Referring expression pointing data
------------------------

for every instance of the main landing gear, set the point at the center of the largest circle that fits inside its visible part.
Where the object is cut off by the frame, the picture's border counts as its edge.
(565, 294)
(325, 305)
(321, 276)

------------------------

*WHAT NEEDS TO BE DONE:* Reproduce each entry exactly, with nothing missing.

*TASK SOLUTION:*
for every instance of the main landing gear, set the point at the center of the largest circle that fits inside its visible part.
Where the object is cut off by the frame, the picture's border counts as its edge.
(565, 294)
(325, 305)
(321, 276)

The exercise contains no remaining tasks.